◆ Given task ◆
Reproduce the material below verbatim, keeping every line as given, and omit the picture from your output.

◆ Exercise input ◆
--- start ---

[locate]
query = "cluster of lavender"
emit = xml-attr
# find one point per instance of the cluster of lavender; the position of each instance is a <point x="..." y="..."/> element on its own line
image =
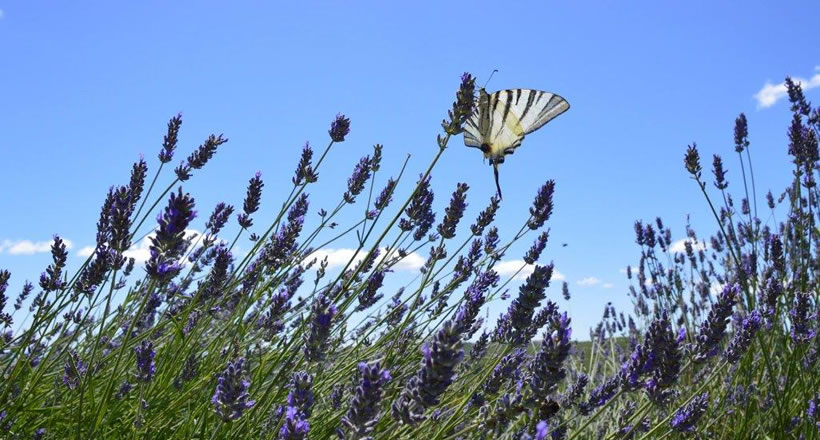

--- end ---

◆ The solution ◆
[locate]
query = "cluster of lavender"
emit = xml-attr
# find one point per instance of the cluster of lavender; the position of each instance is a <point x="..." y="..."/> element on its own line
image =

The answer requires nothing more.